▶ _What to produce_:
Copy the data below, substituting "occurrence" for each occurrence of "instance" and keeping every other character unchanged.

▶ _Data extract_:
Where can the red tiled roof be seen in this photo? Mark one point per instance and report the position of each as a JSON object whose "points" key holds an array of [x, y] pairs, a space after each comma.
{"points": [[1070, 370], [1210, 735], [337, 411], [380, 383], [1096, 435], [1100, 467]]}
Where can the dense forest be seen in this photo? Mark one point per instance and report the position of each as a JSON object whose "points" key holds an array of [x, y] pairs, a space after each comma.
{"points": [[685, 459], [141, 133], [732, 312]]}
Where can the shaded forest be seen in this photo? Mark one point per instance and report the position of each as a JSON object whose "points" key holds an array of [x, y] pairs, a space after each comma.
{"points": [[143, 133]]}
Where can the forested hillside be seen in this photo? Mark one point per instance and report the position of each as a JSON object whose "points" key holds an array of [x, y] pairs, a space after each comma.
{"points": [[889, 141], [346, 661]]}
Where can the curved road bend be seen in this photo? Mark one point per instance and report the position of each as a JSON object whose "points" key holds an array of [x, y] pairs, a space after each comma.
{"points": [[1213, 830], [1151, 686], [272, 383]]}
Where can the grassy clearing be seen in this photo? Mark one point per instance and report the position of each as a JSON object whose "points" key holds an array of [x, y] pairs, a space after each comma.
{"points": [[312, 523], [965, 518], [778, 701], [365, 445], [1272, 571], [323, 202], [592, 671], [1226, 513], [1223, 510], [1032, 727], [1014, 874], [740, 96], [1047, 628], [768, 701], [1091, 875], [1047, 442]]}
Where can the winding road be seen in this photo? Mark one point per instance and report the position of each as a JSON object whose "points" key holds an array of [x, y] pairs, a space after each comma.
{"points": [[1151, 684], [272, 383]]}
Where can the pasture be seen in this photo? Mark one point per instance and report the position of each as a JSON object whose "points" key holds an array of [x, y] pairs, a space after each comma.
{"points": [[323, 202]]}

▶ _Exercise result_:
Where can the red tiled roof be seen in this photo? Mark one point per occurrence and report the position of each as a JSON object whose "points" key holds an array of [x, y] pairs, a space after each comma.
{"points": [[1070, 370], [1210, 735], [337, 411], [380, 383], [1096, 435], [1100, 467]]}
Where can the dense forest be seen in this photo? Mark one point per occurrence and report the position of each as a JSON object whose "points" key holds an array of [x, y] pairs, a space after each comma.
{"points": [[685, 459], [141, 133], [732, 312]]}
Where can the shaded forest be seen in this photo? Mark one point per occurrence and report the position of each as a JSON object whose "points" key holds an array of [x, y] pairs, a space after each comma.
{"points": [[143, 133]]}
Where can the forested hillside be seen in this photo? Mark one point per occurrence and report the position of each as a JSON object whose "points" key holds an array of [x, y] pairs, a space after each comma.
{"points": [[889, 141], [346, 661]]}
Where can the curved road bend be seen in this photo? Mark one point per occurrence and report the position of each as a JSON object whose "points" key holds an array of [x, y] pairs, a space after each comma.
{"points": [[1213, 830], [1151, 686], [272, 383]]}
Where can the grassy clearing be seen in this photo? Mark one point per occurrence and report the position of each as a JSON object whose "points" key holds an array of [x, y] pairs, a space after each comma.
{"points": [[312, 523], [965, 518], [778, 701], [365, 445], [1272, 571], [323, 202], [592, 671], [1226, 513], [1223, 510], [1032, 727], [1014, 874], [740, 96], [1047, 628], [768, 701], [1091, 875], [1047, 442]]}
Where can the winding road be seen in this photo? Mark one point per occurrence and report the position of each as a JSON object whose "points" key holds an array of [x, y] pairs, a space after each comma.
{"points": [[1151, 684], [272, 383]]}
Where can the pasture be seen in this photo? Mark one point per occurrence and report the position of each as a JSON object whose "points" key holds an array of [x, y] pairs, a space after each comma.
{"points": [[323, 202]]}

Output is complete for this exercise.